__Data listing__.
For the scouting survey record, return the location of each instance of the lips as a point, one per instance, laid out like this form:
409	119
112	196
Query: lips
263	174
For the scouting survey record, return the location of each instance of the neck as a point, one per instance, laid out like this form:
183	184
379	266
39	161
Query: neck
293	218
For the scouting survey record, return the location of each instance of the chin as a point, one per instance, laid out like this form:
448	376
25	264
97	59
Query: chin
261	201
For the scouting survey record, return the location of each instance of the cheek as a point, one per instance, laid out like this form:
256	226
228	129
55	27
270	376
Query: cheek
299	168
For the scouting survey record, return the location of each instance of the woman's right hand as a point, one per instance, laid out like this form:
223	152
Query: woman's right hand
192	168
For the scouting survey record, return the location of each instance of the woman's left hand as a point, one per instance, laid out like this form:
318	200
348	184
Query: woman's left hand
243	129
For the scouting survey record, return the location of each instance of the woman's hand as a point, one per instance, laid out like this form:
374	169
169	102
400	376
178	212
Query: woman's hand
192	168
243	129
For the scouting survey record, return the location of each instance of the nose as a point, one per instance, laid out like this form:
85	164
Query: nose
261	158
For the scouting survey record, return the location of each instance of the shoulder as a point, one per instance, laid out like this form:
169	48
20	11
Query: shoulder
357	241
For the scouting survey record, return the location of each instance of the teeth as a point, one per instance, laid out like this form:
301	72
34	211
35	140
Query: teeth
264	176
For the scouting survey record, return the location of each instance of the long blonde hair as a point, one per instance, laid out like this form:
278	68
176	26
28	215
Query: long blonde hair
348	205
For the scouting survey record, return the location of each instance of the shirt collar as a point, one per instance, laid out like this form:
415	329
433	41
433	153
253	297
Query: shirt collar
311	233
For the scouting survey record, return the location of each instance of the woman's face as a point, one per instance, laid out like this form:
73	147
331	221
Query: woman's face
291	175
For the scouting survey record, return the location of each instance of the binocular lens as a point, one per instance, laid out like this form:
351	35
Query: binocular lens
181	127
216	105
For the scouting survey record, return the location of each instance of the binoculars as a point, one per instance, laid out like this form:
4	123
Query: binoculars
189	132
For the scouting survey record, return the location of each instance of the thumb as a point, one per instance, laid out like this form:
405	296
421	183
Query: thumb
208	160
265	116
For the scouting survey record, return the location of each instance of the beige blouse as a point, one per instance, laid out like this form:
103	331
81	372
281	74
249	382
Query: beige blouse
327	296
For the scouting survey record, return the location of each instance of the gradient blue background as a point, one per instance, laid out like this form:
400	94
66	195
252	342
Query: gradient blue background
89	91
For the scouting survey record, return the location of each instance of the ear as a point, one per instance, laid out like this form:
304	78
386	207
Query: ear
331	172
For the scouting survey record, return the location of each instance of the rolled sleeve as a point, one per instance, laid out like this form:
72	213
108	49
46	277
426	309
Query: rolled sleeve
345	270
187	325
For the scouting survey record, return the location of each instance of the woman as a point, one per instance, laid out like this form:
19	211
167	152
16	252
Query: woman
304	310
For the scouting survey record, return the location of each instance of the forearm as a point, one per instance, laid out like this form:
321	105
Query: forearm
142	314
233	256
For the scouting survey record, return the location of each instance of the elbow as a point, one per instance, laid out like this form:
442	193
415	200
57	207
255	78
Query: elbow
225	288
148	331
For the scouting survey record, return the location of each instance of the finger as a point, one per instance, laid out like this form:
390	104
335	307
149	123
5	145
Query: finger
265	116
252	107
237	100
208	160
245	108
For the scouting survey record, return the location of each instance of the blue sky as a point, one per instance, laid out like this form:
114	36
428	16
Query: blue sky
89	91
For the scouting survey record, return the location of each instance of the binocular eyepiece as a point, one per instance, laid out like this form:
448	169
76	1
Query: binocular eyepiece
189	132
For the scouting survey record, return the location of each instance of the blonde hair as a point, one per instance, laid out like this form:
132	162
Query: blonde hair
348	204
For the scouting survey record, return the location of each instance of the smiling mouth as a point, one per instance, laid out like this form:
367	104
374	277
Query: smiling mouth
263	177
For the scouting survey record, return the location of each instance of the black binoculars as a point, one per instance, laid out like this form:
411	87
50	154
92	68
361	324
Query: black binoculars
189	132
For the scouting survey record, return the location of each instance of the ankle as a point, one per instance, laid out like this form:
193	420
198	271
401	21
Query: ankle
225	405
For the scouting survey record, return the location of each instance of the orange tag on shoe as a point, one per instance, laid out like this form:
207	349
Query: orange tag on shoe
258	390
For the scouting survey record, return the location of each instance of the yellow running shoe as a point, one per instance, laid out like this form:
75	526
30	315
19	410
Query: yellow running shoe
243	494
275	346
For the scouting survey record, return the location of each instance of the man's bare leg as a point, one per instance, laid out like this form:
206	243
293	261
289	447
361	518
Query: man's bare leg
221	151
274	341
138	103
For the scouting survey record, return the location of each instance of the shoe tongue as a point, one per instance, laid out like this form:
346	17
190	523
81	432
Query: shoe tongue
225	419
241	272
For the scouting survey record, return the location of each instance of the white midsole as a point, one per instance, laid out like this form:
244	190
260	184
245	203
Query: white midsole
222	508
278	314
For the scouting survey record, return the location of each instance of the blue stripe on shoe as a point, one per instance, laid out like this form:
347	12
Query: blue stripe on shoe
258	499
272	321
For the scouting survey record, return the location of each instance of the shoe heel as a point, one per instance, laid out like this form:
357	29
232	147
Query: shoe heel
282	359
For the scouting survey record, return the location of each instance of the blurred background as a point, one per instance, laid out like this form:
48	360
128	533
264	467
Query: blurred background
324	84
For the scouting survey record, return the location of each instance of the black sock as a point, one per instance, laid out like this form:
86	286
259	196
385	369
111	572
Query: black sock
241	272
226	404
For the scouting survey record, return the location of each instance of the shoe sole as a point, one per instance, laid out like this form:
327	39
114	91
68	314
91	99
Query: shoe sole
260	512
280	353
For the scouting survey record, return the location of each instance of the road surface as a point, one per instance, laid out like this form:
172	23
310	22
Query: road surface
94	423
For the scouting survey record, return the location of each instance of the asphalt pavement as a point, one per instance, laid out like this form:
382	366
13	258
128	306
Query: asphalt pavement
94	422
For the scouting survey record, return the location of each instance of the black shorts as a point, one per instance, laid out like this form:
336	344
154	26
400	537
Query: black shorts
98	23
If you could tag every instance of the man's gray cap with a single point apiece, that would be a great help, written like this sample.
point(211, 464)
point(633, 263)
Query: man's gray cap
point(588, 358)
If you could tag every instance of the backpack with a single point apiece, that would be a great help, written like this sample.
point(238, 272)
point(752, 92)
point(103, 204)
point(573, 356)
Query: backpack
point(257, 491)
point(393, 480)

__Stated task__.
Write out exactly the lines starting with the one that holds "of the asphalt" and running through the last line above.

__Written solution__.
For the scouting survey record, return the location of each instance of the asphalt pavement as a point, one per instance, laid out like this form:
382	366
13	258
128	306
Query: asphalt pavement
94	422
For the scouting survey record, return the location of each instance of the black shorts as a point, one per instance, laid out like this form:
336	344
154	26
400	537
Query: black shorts
98	23
If you could tag every instance of the man's gray cap with a single point apiece, that would be a great help, written like this sample.
point(211, 464)
point(633, 263)
Query: man's gray cap
point(588, 358)
If you could tag every instance of the backpack with a single point apiece, that would be a great help, written like this sample.
point(238, 272)
point(752, 92)
point(103, 204)
point(573, 356)
Query: backpack
point(257, 491)
point(393, 480)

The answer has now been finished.